▶ _AIM_
Rewrite all the rows below, putting "stone" wherever "concrete" appears and leaving everything else unchanged. Omit the pictures from your version.

--- START OF WORKING DATA ---

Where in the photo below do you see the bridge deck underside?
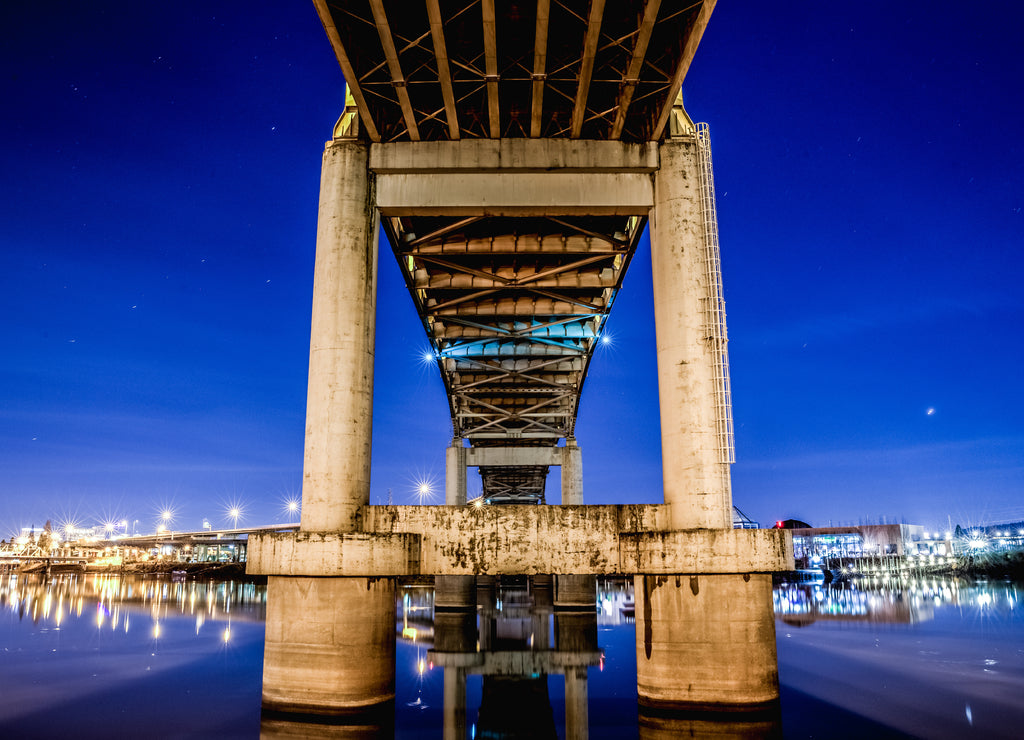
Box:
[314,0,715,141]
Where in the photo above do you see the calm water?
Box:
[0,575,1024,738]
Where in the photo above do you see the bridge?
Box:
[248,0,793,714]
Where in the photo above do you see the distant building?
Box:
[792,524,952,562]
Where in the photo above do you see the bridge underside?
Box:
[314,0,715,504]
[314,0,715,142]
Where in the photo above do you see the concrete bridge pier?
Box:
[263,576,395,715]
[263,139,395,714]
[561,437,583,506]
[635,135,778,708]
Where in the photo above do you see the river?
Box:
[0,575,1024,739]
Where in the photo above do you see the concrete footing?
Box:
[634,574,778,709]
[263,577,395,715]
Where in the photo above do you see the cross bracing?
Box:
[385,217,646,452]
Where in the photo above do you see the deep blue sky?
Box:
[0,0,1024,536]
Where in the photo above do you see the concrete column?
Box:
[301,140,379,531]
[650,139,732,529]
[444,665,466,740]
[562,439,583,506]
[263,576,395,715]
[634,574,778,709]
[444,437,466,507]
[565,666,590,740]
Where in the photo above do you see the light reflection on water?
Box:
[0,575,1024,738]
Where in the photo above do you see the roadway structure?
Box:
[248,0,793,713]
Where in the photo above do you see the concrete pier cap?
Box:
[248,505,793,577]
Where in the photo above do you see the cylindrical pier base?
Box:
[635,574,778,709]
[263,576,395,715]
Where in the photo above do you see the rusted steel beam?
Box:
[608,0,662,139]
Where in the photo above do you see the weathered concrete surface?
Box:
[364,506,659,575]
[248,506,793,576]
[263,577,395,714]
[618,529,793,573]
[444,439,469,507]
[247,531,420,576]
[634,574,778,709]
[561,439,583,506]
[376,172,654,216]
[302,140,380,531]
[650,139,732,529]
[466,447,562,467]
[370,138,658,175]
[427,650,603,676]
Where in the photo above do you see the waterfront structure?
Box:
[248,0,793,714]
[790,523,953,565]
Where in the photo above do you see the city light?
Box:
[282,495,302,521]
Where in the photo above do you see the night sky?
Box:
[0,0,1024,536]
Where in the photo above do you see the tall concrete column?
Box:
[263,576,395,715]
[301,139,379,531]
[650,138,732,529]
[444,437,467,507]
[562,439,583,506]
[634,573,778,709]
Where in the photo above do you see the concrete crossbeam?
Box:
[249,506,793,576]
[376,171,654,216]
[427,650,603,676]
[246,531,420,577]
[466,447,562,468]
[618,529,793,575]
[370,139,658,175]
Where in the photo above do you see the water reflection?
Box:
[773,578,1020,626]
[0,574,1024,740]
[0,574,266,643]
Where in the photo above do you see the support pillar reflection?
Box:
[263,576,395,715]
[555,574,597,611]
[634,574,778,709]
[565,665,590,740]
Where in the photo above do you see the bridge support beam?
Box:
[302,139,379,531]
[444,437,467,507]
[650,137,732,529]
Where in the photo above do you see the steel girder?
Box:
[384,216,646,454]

--- END OF WORKING DATA ---

▶ _RESULT_
Where in the photo below do you see the bridge deck underside?
Box:
[314,0,715,141]
Where in the photo above do you see the calm water?
Box:
[0,575,1024,738]
Where in the photo above do you see the bridge?
Box:
[248,0,793,714]
Where in the photo above do you see the distant building?
Box:
[792,524,952,562]
Where in the photo above do you see the bridge underside?
Box:
[314,0,715,504]
[314,0,715,142]
Where in the photo above do you see the stone bridge pier?
Box:
[263,576,395,715]
[263,139,395,714]
[561,437,583,506]
[635,135,778,708]
Where in the photo above do you see the river?
Box:
[0,575,1024,739]
Where in the photo above do you see the stone footing?
Box:
[634,574,778,709]
[263,577,395,715]
Where in the photo above do you see the cross bracing?
Box:
[385,217,646,452]
Where in the photo above do you see the deep blue sky?
Box:
[0,0,1024,536]
Where in the photo above do you see the stone column?
Box:
[301,140,379,531]
[650,139,732,529]
[444,665,466,740]
[562,439,583,506]
[263,576,395,715]
[634,574,778,709]
[444,437,466,507]
[565,666,590,740]
Where in the photo above do you see the light reflection on water?
Box:
[0,575,1024,738]
Where in the photo above do you see the roadway structure?
Box:
[248,0,793,713]
Where in the photo above do you see the stone pier cap?
Box:
[248,505,793,577]
Where in the photo above do you see the cylindrical pier base?
Box:
[635,574,778,709]
[263,576,395,715]
Where in the photo above do you see the rusted steel beam?
Box:
[608,0,662,139]
Where in the photo above do you see the weathered stone surface?
Box:
[364,506,659,575]
[248,506,793,576]
[263,577,395,714]
[618,529,793,573]
[444,439,469,507]
[247,531,420,576]
[634,574,778,709]
[561,439,583,506]
[376,172,654,216]
[302,140,380,531]
[650,139,732,529]
[466,447,562,467]
[370,138,658,175]
[427,650,603,676]
Where in the photo above do you see the waterfront structure?
Box:
[248,0,793,714]
[790,523,953,565]
Where in the photo above do you see the city light?
Box:
[282,495,302,521]
Where in the photo above do you see the night sky?
Box:
[0,0,1024,536]
Where in the photo above do you see the tall stone column?
Box:
[263,576,395,715]
[301,139,379,531]
[650,138,732,529]
[444,437,467,507]
[562,439,583,506]
[634,573,778,709]
Where in the photo above do you see the stone crossbeam?
Box:
[249,506,793,576]
[376,171,654,216]
[427,650,603,676]
[246,531,420,577]
[466,447,562,468]
[618,529,793,575]
[370,139,658,175]
Where in the photo above do you see the water reflection?
Box:
[773,578,1020,626]
[0,574,1024,740]
[0,574,266,643]
Where in the photo above do you see the support pillar reflection?
Box:
[263,576,395,715]
[555,574,597,611]
[634,574,778,709]
[565,665,590,740]
Where in the photo above do you see the bridge support beam?
Box:
[302,139,379,531]
[444,437,467,507]
[650,137,732,529]
Where in the photo above do you see the steel girder?
Box:
[384,216,646,454]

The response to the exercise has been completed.